-- start of Supplied records --
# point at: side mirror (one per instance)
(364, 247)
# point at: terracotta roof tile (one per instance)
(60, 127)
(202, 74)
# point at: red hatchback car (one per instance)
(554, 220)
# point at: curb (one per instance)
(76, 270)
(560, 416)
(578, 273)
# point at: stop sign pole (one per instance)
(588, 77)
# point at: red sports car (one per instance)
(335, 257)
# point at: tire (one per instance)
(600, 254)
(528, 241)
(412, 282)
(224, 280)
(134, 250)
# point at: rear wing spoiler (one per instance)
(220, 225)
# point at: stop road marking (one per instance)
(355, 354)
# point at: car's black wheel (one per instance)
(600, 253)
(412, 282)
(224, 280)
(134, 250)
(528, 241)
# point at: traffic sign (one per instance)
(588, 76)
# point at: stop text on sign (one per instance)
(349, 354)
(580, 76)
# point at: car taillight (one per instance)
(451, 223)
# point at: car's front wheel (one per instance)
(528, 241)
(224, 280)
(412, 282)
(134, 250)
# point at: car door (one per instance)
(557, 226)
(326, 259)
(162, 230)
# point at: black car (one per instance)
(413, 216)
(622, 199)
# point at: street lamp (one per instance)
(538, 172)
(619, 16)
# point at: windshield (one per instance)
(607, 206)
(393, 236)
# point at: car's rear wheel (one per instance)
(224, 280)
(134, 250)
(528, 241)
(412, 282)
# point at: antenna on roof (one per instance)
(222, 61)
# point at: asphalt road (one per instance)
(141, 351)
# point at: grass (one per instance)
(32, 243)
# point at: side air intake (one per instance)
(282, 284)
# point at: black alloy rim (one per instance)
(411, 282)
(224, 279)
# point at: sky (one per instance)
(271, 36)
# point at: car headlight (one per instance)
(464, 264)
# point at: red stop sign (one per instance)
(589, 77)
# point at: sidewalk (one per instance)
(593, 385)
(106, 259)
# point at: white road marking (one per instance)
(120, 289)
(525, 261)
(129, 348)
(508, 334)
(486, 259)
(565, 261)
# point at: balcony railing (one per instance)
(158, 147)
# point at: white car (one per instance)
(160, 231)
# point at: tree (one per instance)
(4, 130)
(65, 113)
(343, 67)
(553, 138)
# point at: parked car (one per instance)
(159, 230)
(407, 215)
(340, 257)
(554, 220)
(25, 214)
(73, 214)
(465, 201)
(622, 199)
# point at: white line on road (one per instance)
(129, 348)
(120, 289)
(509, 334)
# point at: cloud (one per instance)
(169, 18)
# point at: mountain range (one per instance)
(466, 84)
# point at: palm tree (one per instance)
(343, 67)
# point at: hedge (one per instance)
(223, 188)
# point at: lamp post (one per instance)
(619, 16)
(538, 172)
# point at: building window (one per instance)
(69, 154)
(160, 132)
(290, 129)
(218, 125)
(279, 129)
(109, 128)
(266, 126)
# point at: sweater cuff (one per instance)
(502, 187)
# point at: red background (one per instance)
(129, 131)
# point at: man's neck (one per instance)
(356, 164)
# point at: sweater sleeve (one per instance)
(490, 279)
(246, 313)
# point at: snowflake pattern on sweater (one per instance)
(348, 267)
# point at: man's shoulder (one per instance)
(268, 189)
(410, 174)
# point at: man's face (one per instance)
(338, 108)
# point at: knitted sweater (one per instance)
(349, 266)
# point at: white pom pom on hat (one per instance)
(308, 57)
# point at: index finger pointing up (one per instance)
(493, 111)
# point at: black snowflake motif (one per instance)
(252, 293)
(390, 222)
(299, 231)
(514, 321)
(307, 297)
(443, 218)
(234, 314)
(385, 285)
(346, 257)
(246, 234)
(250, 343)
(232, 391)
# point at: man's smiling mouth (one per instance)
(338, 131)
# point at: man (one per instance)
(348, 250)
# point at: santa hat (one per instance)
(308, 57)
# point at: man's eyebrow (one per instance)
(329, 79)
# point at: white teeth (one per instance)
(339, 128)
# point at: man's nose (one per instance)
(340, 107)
-- end of Supplied records --
● What is asked:
Quote each line of the listing above exactly.

● Written solution:
# point at: side mirror (one per instance)
(364, 247)
# point at: terracotta roof tile (one per instance)
(60, 127)
(202, 74)
# point at: red hatchback car (one per instance)
(554, 220)
# point at: curb (one per instance)
(76, 270)
(560, 416)
(578, 273)
# point at: stop sign pole (one per instance)
(588, 77)
# point at: red sports car (one per instance)
(335, 257)
# point at: tire (one per instance)
(600, 254)
(528, 241)
(412, 282)
(224, 280)
(134, 250)
# point at: rear wing spoiler (one per instance)
(220, 225)
# point at: stop road marking (one per instance)
(355, 354)
# point at: car's black wheel (one per instance)
(600, 253)
(412, 282)
(224, 280)
(134, 250)
(528, 241)
# point at: traffic sign (one per instance)
(588, 76)
# point at: stop text on sign (one per instance)
(349, 354)
(580, 76)
# point at: car taillight (one per instance)
(451, 223)
# point at: car's front wheel (one per instance)
(528, 241)
(224, 280)
(412, 282)
(134, 250)
# point at: car door (one per instance)
(557, 226)
(326, 259)
(162, 230)
# point at: black car (one per instance)
(413, 216)
(622, 199)
# point at: street lamp (one per instance)
(538, 172)
(619, 16)
# point at: windshield (one per instance)
(607, 206)
(393, 236)
# point at: car's rear wheel (one per instance)
(224, 280)
(134, 250)
(528, 241)
(412, 282)
# point at: antenna on roof (one per instance)
(222, 61)
# point at: asphalt road (one per instance)
(141, 351)
# point at: grass (one per instance)
(32, 243)
# point at: side air intake (one per instance)
(282, 284)
# point at: black alloy rim (one per instance)
(411, 282)
(224, 279)
# point at: sky (one per instance)
(271, 36)
# point at: car headlight (one per instance)
(464, 264)
# point at: red stop sign (one per instance)
(589, 77)
# point at: sidewalk (one per instance)
(593, 385)
(106, 259)
# point at: white road marking (one per instance)
(120, 289)
(525, 261)
(129, 348)
(508, 334)
(486, 259)
(565, 261)
# point at: balcony railing (one per instance)
(158, 147)
# point at: white car (one per instance)
(160, 231)
# point at: tree (one per instance)
(4, 130)
(65, 113)
(343, 67)
(553, 138)
# point at: parked car (one per instance)
(159, 230)
(407, 215)
(340, 257)
(554, 220)
(25, 214)
(73, 214)
(465, 201)
(622, 199)
# point at: white line on road (one per instance)
(129, 348)
(120, 289)
(509, 334)
# point at: cloud (one per instance)
(169, 18)
# point at: mountain range (one per instance)
(466, 84)
# point at: palm tree (one per instance)
(343, 67)
# point at: hedge (one per instance)
(223, 188)
# point at: lamp post (one per instance)
(619, 16)
(538, 172)
# point at: building window (one per instance)
(69, 154)
(160, 132)
(290, 129)
(218, 125)
(279, 129)
(109, 128)
(266, 126)
# point at: sweater cuff (one per instance)
(502, 187)
# point at: red background (one per instance)
(129, 131)
# point at: man's neck (one per instance)
(356, 164)
# point at: sweater sleeve (one per instance)
(490, 279)
(246, 313)
# point at: snowflake pattern on sweater (one per instance)
(348, 267)
# point at: man's shoulder (one per instance)
(268, 189)
(410, 174)
# point at: man's face (one per instance)
(338, 108)
# point at: knitted sweater (one per instance)
(349, 266)
# point at: white pom pom on hat (one per instance)
(308, 57)
# point at: index finger pointing up (one per instance)
(493, 111)
# point at: black snowflake motif (one per instance)
(252, 293)
(390, 222)
(299, 231)
(514, 321)
(307, 297)
(443, 218)
(234, 314)
(385, 285)
(346, 257)
(246, 234)
(250, 343)
(232, 391)
# point at: man's smiling mouth (one per instance)
(338, 131)
# point at: man (one per instance)
(348, 250)
# point at: santa hat (one per instance)
(308, 57)
# point at: man's eyebrow (one per instance)
(329, 79)
# point at: white teeth (one per instance)
(339, 128)
# point at: man's nose (one per instance)
(340, 107)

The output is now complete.